* Task to carry out
Write out exactly the lines below that run from the line containing "Exercise. Point out every instance of the overlapping" through the last line of the records.

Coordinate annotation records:
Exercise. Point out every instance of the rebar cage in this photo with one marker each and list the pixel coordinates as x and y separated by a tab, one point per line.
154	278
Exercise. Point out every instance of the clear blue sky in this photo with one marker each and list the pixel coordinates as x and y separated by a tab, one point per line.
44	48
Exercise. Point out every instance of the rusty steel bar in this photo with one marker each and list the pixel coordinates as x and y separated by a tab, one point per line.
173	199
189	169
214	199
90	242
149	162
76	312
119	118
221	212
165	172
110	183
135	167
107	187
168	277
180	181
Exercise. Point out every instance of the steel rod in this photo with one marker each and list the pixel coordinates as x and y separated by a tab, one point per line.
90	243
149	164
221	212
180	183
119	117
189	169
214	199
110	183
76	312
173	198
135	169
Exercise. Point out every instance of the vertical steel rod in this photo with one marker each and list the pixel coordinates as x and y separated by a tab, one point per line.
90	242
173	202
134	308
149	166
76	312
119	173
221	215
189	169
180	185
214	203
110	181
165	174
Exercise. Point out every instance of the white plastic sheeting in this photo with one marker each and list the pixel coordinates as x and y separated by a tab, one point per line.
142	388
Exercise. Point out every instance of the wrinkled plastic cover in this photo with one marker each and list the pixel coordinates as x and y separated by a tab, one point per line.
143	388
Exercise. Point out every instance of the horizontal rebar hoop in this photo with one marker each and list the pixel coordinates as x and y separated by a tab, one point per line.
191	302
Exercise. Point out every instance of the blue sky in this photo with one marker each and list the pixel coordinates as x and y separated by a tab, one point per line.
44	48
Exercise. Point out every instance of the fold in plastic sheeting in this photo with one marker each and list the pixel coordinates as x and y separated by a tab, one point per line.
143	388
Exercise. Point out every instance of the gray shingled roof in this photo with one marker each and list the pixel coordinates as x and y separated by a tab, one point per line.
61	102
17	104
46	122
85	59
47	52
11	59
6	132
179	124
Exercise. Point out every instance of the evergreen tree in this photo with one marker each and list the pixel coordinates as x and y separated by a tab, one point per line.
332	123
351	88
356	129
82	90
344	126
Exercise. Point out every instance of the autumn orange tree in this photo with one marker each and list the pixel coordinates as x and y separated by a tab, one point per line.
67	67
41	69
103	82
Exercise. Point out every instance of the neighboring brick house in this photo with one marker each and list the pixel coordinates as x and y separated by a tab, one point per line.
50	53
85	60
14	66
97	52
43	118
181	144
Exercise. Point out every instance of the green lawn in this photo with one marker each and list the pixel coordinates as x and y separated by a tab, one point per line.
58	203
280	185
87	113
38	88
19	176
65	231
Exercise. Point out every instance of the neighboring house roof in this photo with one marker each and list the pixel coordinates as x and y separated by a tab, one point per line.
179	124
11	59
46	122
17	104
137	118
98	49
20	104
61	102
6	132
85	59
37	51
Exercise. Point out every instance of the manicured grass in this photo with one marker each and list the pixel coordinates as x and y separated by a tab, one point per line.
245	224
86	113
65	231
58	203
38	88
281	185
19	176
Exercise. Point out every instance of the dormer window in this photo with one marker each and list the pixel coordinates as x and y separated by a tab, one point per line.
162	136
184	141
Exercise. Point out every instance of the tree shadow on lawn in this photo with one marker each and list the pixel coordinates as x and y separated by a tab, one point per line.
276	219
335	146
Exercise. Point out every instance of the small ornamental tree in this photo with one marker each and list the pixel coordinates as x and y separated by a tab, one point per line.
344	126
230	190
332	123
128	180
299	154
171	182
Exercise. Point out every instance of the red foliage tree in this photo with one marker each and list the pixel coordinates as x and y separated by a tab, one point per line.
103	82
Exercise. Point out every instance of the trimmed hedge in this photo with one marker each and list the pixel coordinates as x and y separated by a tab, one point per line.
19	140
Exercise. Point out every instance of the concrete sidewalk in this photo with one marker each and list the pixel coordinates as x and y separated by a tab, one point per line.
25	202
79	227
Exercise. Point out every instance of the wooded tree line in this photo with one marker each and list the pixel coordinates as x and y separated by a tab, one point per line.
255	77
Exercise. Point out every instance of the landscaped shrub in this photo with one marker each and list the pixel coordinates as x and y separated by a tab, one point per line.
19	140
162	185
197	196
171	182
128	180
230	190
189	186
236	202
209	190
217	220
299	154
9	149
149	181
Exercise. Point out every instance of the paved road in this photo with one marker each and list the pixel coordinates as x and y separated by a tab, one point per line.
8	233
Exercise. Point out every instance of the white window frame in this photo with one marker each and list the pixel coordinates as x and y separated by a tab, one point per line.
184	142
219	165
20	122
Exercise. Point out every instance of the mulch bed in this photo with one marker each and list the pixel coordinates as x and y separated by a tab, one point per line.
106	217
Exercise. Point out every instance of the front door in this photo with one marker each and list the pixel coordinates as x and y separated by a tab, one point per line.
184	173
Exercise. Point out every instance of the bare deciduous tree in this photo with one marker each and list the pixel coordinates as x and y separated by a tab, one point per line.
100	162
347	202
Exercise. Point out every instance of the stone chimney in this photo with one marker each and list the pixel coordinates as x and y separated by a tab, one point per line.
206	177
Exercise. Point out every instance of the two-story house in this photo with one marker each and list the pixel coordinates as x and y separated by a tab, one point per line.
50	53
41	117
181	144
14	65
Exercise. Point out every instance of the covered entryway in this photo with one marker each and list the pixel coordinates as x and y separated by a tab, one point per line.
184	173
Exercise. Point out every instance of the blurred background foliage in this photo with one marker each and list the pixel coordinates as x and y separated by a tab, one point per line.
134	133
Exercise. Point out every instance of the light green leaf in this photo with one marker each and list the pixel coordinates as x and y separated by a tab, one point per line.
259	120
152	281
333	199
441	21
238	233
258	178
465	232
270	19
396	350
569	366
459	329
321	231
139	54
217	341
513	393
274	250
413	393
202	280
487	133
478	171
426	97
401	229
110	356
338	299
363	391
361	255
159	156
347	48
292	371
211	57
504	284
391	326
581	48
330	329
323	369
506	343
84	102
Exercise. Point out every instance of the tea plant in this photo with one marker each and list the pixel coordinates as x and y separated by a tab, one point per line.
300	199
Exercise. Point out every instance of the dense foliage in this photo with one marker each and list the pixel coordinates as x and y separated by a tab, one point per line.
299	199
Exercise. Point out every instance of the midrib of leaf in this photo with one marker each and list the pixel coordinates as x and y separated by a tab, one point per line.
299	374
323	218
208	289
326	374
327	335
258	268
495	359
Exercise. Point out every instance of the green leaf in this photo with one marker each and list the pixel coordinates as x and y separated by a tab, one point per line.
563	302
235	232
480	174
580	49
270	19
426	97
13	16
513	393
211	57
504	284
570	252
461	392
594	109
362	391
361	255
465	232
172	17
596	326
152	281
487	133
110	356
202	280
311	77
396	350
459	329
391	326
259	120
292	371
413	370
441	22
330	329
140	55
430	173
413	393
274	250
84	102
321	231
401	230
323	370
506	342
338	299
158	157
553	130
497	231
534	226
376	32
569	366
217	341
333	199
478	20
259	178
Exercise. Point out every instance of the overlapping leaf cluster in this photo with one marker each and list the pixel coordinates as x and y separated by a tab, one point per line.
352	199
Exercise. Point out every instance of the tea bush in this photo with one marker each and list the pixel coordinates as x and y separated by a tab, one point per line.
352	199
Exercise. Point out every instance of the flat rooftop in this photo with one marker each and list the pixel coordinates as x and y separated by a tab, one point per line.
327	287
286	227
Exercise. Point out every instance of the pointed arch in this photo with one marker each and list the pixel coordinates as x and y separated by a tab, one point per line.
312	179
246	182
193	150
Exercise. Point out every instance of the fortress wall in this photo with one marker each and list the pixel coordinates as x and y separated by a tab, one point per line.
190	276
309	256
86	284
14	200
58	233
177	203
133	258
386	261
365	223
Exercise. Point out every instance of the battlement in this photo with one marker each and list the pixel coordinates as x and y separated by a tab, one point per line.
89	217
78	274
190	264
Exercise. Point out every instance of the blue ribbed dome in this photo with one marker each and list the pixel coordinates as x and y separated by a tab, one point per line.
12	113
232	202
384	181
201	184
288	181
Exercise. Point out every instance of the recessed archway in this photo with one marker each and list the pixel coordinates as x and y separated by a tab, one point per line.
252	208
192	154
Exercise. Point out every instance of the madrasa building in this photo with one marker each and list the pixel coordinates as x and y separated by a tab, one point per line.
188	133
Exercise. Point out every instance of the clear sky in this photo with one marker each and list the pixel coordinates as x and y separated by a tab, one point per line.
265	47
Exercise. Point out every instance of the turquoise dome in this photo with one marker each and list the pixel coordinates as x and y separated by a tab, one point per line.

* Correct response
Exercise. Point out every instance of the overlapping leaf cluster in this photo with one marker each and list the pixel coordinates as x and y separated by a tab, one point per line.
352	199
Exercise. Point out every instance of the tea bush in this photo with one marker each and list the pixel coordinates as x and y separated by a tab, one point per line.
352	199
Exercise. Point out every instance of the flat rooftop in this photo with one marker each and list the pixel coordinates as x and y separated by a tab, one point per line.
327	287
286	227
Exercise. Point out every instance of the pointed arch in this photo with one marker each and list the pixel coordinates as x and y separated by a tab, one point per line.
312	179
246	182
193	150
Exercise. Point out every instance of the fortress wall in this photo with one marker each and list the pixel coordinates as x and y separated by a tab, one point per line.
190	276
309	256
86	284
14	200
58	233
177	203
133	258
386	261
365	223
Exercise. Point out every instance of the battlement in this photo with one marker each and list the pixel coordinates as x and y separated by a tab, one point per line.
89	217
78	274
190	264
Exercise. Point out every instance of the blue ribbed dome in this photo with one marker each and list the pixel coordinates as x and y separated by a tab, one point per line.
12	113
232	202
384	181
201	184
288	181
Exercise. Point out every instance of the recessed archway in this photo with one marker each and list the pixel coordinates as x and y separated by a tab, one point per line.
252	208
192	154
Exercise. Point out every instance of the madrasa building in this photo with one marker each and list the pixel coordinates as x and y separated by a tab, one point per line.
188	133
Exercise. Point out every instance of the clear sky in this photo with one marker each and list the pixel coordinates as x and y separated by a tab, one point per line.
265	47
Exercise. Point out every instance of the turquoise dome in this photo with one marker each and list the pixel coordinates as x and y separated by a tab, one point per line.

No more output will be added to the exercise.